Copy every line of the data that contains the string "below".

[Data items]
┌────────
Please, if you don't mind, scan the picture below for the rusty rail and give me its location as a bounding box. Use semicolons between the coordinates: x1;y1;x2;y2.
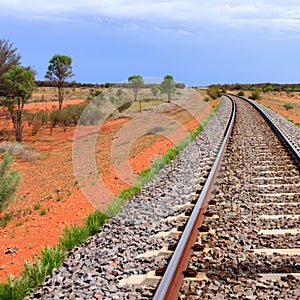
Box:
153;95;236;300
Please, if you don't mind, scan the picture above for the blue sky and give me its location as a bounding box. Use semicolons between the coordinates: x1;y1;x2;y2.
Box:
1;0;300;86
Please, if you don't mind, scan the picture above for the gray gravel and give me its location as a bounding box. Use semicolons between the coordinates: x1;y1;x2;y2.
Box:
249;98;300;151
25;97;232;299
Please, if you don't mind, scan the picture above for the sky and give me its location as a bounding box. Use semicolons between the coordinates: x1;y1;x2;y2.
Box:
1;0;300;86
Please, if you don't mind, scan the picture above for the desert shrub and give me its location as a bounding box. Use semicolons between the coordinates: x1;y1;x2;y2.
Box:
283;102;295;111
207;86;222;100
31;111;49;135
117;101;132;113
78;105;103;125
24;112;35;127
146;126;165;134
109;96;119;106
263;85;274;93
203;95;210;102
66;104;88;124
49;109;62;128
0;142;38;162
0;152;20;211
237;90;244;96
249;90;260;100
151;86;159;97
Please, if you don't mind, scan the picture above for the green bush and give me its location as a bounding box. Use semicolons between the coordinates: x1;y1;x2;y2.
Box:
203;95;210;102
207;86;222;100
237;90;244;96
283;102;295;111
117;101;132;113
78;105;103;125
249;90;260;100
31;111;49;135
0;152;20;211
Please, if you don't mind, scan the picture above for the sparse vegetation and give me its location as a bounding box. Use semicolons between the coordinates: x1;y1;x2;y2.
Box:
0;212;13;227
0;152;20;211
207;85;222;100
203;95;210;102
0;209;107;299
249;89;261;100
105;99;221;218
283;102;295;111
0;142;38;162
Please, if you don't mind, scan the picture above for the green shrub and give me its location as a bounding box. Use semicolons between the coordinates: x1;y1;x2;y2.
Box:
207;85;222;100
78;105;103;125
249;90;260;100
31;111;49;135
283;102;295;111
0;153;20;211
203;95;210;102
117;101;132;113
237;90;244;96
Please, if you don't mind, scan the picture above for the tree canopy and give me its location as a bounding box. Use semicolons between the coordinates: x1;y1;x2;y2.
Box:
0;39;21;96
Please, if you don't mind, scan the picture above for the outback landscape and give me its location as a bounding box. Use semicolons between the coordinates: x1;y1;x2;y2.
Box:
0;84;213;282
0;82;299;285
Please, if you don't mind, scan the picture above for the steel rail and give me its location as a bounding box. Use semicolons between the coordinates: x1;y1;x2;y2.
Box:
153;95;236;300
230;94;300;168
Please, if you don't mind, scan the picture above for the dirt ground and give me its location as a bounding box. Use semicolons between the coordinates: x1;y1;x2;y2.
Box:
0;87;211;281
248;91;300;124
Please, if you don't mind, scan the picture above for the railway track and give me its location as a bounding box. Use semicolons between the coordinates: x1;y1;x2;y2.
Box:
152;95;300;299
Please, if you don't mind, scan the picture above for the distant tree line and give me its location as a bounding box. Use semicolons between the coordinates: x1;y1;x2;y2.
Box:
215;83;300;93
35;80;116;89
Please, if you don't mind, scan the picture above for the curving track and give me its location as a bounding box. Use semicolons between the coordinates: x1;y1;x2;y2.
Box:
154;95;300;299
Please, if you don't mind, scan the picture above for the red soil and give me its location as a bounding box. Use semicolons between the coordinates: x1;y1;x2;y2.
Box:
0;97;211;281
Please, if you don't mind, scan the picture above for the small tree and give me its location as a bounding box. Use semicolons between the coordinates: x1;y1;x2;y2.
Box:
45;54;74;110
151;86;159;97
160;75;176;102
1;66;36;141
128;75;144;112
0;39;21;97
116;88;124;102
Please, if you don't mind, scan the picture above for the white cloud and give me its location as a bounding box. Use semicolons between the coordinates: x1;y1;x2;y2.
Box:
1;0;300;37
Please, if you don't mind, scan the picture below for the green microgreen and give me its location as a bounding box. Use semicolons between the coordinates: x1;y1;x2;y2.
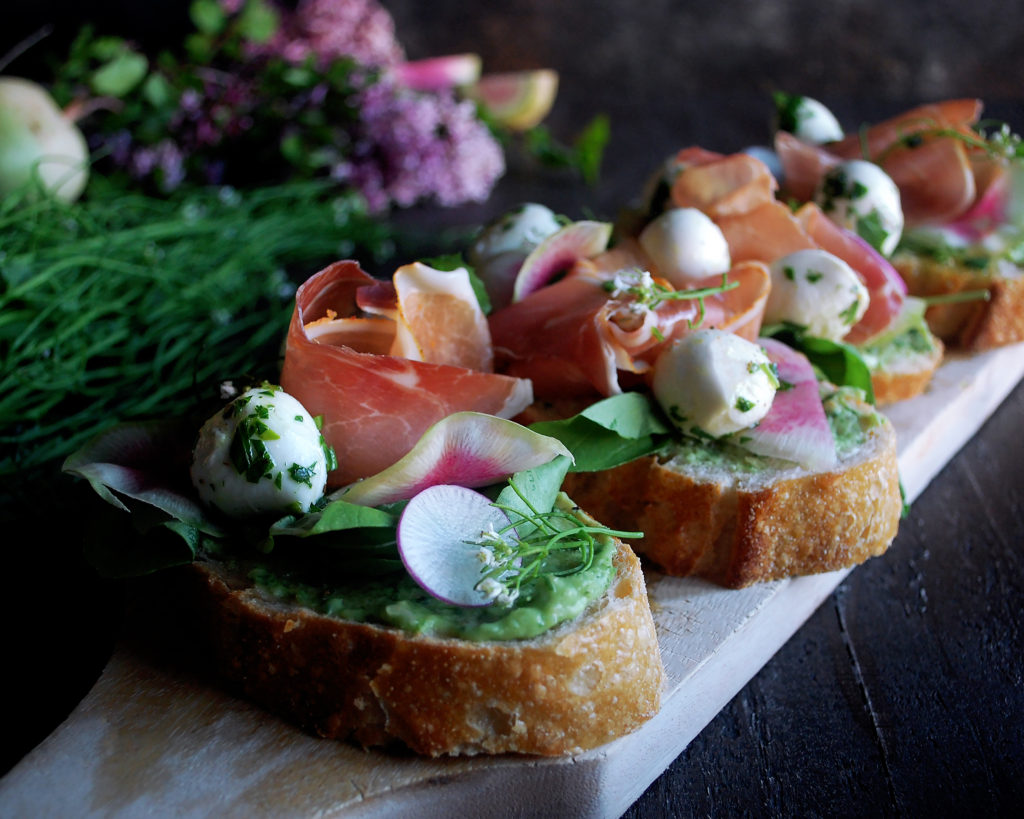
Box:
602;269;738;328
472;479;641;606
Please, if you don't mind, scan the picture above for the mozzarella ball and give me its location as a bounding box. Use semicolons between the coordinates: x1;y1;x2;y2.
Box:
468;203;561;265
638;208;731;286
765;249;870;341
814;159;904;256
780;95;844;144
190;385;332;518
652;329;778;439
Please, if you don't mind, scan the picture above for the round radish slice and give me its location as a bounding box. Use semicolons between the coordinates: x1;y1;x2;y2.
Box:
398;484;517;607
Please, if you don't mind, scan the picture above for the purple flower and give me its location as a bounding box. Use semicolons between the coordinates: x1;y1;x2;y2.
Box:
257;0;405;68
333;80;504;212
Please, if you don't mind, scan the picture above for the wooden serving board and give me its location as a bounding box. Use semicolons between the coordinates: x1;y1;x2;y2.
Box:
2;344;1023;819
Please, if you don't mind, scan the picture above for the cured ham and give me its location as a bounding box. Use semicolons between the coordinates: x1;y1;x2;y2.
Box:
280;261;533;486
641;148;908;344
775;98;985;226
489;257;770;399
795;204;906;344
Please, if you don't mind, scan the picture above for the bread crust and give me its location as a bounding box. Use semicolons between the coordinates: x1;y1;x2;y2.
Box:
870;336;944;406
186;536;664;757
893;254;1024;351
562;419;902;588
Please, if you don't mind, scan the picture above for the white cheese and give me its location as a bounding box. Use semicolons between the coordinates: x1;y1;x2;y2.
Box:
468;202;561;264
652;329;777;438
814;159;904;256
638;207;731;286
765;248;870;341
786;96;844;144
190;385;331;518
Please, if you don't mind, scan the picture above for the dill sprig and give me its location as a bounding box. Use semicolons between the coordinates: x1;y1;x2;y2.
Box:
0;180;395;489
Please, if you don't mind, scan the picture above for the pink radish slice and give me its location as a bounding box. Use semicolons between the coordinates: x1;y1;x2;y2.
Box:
339;411;572;507
512;221;612;302
398;484;515;607
742;338;837;472
946;163;1010;241
391;54;482;92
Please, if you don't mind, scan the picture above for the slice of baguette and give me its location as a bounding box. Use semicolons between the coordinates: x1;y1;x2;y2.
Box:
892;253;1024;351
561;393;901;588
866;335;944;406
184;529;664;757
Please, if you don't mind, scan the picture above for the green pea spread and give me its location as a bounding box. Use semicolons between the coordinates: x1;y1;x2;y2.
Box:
246;520;617;643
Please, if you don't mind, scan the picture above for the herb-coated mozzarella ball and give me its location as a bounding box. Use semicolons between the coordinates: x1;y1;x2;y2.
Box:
468;203;561;265
815;159;904;256
652;329;778;439
190;385;334;518
638;207;731;286
775;93;844;144
765;249;870;341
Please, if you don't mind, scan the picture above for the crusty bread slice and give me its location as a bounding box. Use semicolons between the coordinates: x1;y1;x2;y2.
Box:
893;253;1024;351
185;531;664;757
868;335;944;406
561;394;901;588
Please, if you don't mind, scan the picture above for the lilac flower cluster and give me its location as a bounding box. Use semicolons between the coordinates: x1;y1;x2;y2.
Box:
92;0;504;210
251;0;406;68
333;79;505;211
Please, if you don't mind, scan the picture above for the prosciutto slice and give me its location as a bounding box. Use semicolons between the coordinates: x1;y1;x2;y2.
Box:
281;261;533;486
795;204;906;344
489;258;770;399
775;98;984;226
651;147;906;344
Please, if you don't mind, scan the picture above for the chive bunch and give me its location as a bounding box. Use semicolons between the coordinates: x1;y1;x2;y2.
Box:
0;180;393;498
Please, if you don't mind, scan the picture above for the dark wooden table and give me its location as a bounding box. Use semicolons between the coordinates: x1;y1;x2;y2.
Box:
4;2;1024;815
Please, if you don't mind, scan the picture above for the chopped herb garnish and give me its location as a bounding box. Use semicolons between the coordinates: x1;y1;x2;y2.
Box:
288;462;318;488
735;396;755;412
855;210;890;254
229;415;278;483
839;299;862;325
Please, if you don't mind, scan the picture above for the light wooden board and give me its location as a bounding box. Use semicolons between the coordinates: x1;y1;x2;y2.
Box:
2;343;1023;819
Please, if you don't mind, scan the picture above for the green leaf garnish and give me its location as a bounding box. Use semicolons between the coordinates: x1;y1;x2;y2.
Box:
528;393;670;472
762;324;875;404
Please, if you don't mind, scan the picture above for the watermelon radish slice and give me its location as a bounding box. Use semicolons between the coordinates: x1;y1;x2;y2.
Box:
740;338;837;472
339;411;572;507
397;484;516;607
946;162;1012;241
512;220;612;302
466;69;559;131
392;54;482;92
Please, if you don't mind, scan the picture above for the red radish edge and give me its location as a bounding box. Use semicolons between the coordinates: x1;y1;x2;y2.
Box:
512;221;612;302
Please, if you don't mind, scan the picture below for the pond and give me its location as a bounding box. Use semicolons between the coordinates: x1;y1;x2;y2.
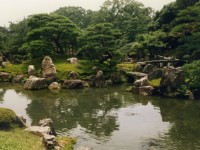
└────────
§ Result:
Please, if you don't mind, scan the picture below for the rusty rail and give me its location as a bounding box. Use semicolons between the coordinates: x1;y1;x2;y2.
Please, if you don't mind, scan the picture below for the green microgreen and give me its location as a bounding box. Use semicolons between the coordinates: x1;y1;x2;y2.
Please, if you don't mind, scan the picture below for the pond and give me its location as a bounding box. Use semicolons between the coordinates: x1;y1;x2;y2.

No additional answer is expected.